**TASK GOAL:** The answer should match the records character for character.

(Point-per-instance localization data)
::::::
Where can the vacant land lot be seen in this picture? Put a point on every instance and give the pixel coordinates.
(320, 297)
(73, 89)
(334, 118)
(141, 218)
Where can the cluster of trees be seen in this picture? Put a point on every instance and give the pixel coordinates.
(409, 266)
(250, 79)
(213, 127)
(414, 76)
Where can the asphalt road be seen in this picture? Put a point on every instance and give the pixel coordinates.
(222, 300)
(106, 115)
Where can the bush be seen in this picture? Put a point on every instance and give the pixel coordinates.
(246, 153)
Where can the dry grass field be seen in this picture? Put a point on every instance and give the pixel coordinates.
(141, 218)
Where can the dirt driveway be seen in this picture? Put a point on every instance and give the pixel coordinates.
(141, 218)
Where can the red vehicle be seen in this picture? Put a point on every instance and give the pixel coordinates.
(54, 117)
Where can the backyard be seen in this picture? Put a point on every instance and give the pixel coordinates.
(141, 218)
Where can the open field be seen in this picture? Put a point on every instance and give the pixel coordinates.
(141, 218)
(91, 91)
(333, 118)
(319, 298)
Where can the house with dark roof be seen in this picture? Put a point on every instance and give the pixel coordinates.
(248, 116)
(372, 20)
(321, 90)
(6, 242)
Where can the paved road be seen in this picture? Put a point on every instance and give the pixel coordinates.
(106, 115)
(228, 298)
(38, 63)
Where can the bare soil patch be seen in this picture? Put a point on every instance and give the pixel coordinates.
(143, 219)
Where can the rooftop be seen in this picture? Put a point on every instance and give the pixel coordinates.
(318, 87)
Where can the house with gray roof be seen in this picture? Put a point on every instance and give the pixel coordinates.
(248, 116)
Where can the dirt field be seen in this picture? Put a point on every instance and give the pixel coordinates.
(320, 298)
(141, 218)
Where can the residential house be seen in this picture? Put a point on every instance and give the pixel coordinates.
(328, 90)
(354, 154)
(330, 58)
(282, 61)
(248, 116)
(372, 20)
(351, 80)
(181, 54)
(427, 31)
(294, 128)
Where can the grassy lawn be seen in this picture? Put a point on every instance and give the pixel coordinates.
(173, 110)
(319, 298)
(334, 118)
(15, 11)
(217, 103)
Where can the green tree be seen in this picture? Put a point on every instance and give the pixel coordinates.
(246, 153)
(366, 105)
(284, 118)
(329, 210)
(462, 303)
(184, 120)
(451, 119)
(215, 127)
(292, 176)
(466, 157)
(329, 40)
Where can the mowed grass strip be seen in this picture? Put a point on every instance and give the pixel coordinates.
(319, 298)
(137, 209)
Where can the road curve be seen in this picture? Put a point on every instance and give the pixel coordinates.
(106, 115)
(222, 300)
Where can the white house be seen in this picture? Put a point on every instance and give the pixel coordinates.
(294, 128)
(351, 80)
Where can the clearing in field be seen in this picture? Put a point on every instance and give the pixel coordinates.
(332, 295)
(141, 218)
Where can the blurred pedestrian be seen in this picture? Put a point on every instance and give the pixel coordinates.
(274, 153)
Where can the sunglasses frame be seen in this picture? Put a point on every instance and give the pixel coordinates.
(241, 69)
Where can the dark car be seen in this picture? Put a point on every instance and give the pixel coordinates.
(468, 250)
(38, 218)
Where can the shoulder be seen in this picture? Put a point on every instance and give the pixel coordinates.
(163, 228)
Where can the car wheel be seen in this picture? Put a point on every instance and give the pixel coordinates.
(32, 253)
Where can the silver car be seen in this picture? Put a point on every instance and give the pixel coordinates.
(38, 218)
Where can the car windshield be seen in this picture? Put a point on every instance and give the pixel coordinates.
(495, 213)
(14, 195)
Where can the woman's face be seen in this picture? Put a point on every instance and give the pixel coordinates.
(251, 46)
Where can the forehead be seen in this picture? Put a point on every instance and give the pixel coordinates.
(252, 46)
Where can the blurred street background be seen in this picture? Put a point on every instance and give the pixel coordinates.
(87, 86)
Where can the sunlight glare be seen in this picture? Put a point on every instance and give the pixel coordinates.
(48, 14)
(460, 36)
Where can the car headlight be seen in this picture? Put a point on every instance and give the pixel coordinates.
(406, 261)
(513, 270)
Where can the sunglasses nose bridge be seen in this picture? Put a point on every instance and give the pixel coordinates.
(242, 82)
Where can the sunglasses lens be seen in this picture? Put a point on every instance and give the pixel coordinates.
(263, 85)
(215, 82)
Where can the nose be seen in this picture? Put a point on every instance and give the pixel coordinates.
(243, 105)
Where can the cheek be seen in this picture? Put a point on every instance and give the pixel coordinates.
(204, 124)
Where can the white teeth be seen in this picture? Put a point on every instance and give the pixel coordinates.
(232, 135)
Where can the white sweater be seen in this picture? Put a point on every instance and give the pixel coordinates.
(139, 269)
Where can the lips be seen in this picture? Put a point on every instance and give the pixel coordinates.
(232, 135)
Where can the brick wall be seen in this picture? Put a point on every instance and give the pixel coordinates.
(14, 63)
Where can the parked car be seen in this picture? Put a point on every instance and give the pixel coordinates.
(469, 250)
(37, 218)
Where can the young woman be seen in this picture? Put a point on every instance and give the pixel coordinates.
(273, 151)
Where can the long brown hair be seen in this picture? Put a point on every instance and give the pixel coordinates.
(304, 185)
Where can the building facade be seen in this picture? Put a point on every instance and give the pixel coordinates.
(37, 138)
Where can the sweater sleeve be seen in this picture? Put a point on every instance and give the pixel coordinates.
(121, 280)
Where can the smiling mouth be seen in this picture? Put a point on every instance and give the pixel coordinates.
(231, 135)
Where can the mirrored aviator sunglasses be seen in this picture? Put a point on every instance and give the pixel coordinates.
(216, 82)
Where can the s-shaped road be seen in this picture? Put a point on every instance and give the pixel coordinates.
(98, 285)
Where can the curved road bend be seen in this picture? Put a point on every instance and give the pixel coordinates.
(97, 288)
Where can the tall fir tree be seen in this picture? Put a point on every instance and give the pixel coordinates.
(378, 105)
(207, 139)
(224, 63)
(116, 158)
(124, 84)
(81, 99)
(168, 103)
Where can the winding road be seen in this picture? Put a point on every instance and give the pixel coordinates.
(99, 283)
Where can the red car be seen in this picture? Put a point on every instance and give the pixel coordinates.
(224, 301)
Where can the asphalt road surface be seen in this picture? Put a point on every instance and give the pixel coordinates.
::::::
**RESPONSE:**
Where can the vacant land lot be seen in this picture? Put a point on every instance and give the pixel coordinates.
(320, 297)
(73, 89)
(334, 118)
(141, 218)
Where can the cluster of trees be seen in this picture? Put a point on every instance and give the pixel coordinates.
(409, 266)
(250, 79)
(213, 127)
(414, 76)
Where can the asphalt road be seen in this picture? Put a point on every instance and give the pixel coordinates.
(222, 300)
(106, 115)
Where can the bush be seen in this picture? Put a point on every instance and give the pixel coordinates.
(246, 153)
Where can the dry grass field be seen in this picture? Put a point on every instance and give the pixel coordinates.
(141, 218)
Where can the dirt driveway be seen in this picture? Put a point on every instance and give the pixel coordinates.
(141, 218)
Where can the red vehicle be seen in this picture? Put a point on every instance and give the pixel coordinates.
(54, 117)
Where can the backyard be seen in this picture? Put a point on every instance and give the pixel coordinates.
(141, 218)
Where can the open field be seen in this picture? Put a point on every instance and give the pixel coordinates.
(141, 218)
(91, 91)
(333, 118)
(319, 298)
Where can the house with dark roof be seen in this picture? Put a point on every instance and give the pixel coordinates.
(248, 116)
(372, 20)
(321, 90)
(6, 242)
Where can the paved road be seen in this picture? Put a point on every instance and give the pixel coordinates.
(106, 115)
(228, 298)
(38, 63)
Where can the bare soil patch be seen in this picture? Put a point on every instance and give the pixel coordinates.
(143, 219)
Where can the rooftop be seen in this picture? Put a point on every instance and give the pixel coordinates.
(318, 87)
Where can the house with gray roof be seen in this picture? Put a point on every instance and give the pixel coordinates.
(248, 116)
Where can the dirt field be seen in this picture? Put a point on every instance and give the pixel coordinates.
(320, 298)
(141, 218)
Where can the residential house be seen in this picture? Put a point on every instance and give the pixel coordinates.
(328, 90)
(354, 154)
(330, 58)
(282, 61)
(248, 116)
(372, 20)
(351, 80)
(181, 54)
(427, 31)
(294, 128)
Where can the grassy lawn be seen in this picture? Put a point on every instance and give the pixel coordinates.
(173, 110)
(319, 298)
(334, 118)
(15, 11)
(217, 103)
Where can the green tree be seen in this picture? Put a point on every instance and give the pixel coordinates.
(246, 153)
(366, 105)
(284, 118)
(329, 210)
(462, 303)
(184, 120)
(451, 119)
(215, 127)
(292, 176)
(466, 157)
(329, 40)
Where can the mowed grass strip be seen in this picture? Put a point on every instance and give the pixel coordinates.
(319, 298)
(137, 209)
Where can the road curve be seen in this picture? Put a point on every instance and give the pixel coordinates.
(106, 115)
(222, 300)
Where can the white house be seen in this picture? Put a point on every instance and give the pixel coordinates.
(294, 128)
(351, 80)
Where can the clearing in field be seen in this picture? Put a point on every instance and give the pixel coordinates.
(332, 295)
(141, 218)
Where can the blurred pedestrian be seen in this picture? Put a point on every instance and give the pixel coordinates.
(274, 153)
Where can the sunglasses frame be seen in this picture? Put a point on every instance and give the pixel coordinates.
(241, 69)
Where can the dark car be seen in this picture? Put a point on every instance and give the pixel coordinates.
(468, 250)
(38, 218)
Where can the shoulder be seen in this picture? Put a point on every instance and give the pixel coordinates.
(163, 228)
Where can the car wheel be seen in this picture? Put a point on every instance and give the pixel coordinates.
(32, 253)
Where can the silver car be seen in this picture? Put a point on every instance and give the pixel coordinates.
(38, 218)
Where can the car windshield be seen in this picture? Put a point on every instance and give the pixel coordinates.
(495, 213)
(14, 195)
Where can the woman's face be seen in this picture? Put a point on every instance and give the pixel coordinates.
(251, 46)
Where can the forehead be seen in this picture? Put a point on every instance and give the pixel coordinates.
(252, 46)
Where can the blurred street background be seen in this picture? Put a point on every instance and give the pixel coordinates.
(87, 86)
Where can the sunlight glare be seen in this picture? Put a point on every instance and give the pixel coordinates.
(48, 14)
(460, 36)
Where can the car headlight be seen in this picture? Put a point on every instance and give the pixel coordinates.
(406, 261)
(513, 270)
Where can the sunglasses nose bridge be seen in this picture? Put a point on every instance and give the pixel coordinates.
(242, 82)
Where can the sunglasses lens be seen in this picture? Put a point on every instance and give the pixel coordinates.
(263, 85)
(215, 82)
Where can the nose be seen in this picture? Put a point on every instance and give the pixel coordinates.
(243, 105)
Where can the cheek be seen in this picture? Put a point on every instance and give the pixel coordinates.
(204, 124)
Where can the white teeth be seen in this picture? Put a point on every instance and give the pixel coordinates.
(232, 135)
Where can the white sweater be seen in this picture? Put a point on every instance and give the pixel coordinates.
(139, 269)
Where can the lips be seen in this picture? Put a point on every instance and give the pixel coordinates.
(232, 135)
Where can the brick wall be seen in this picture? Put a point on every instance and give the pixel coordinates.
(14, 63)
Where can the parked car be seen in this picture? Put a point on every instance and give the pixel coordinates.
(469, 250)
(37, 218)
Where can the young woman be seen in this picture? Put a point on every instance and give the pixel coordinates.
(273, 151)
Where can the long brown hair be seen in this picture? Put a point on every instance and give the pixel coordinates.
(304, 185)
Where can the building facade be seen in this picture? Put a point on every instance and give the pixel coordinates.
(37, 138)
Where can the sweater sleeve be seen in this picture? Put a point on every instance and give the pixel coordinates.
(121, 280)
Where can the smiling mouth be seen in this picture? Put a point on every instance and give the pixel coordinates.
(231, 135)
Where can the mirrored aviator sunglasses be seen in this picture? Put a point on every instance and give the pixel coordinates.
(216, 82)
Where can the s-shaped road be seen in this picture? Put a point on every instance and give the pixel coordinates.
(98, 285)
Where can the curved road bend be seen in this picture? Put a point on every instance and give the pixel coordinates.
(97, 288)
Where can the tall fir tree be seen in this picture? Put a point on every instance and give the pixel coordinates.
(378, 105)
(207, 139)
(224, 63)
(116, 158)
(124, 84)
(81, 99)
(168, 103)
Where can the winding road be seen in this picture? Put a point on every instance and give the pixel coordinates.
(99, 283)
Where can the red car be seen in this picture? Put a point on every instance and give the pixel coordinates.
(224, 301)
Where can the asphalt road surface be seen in this picture? Put a point on every instance and give the pixel coordinates.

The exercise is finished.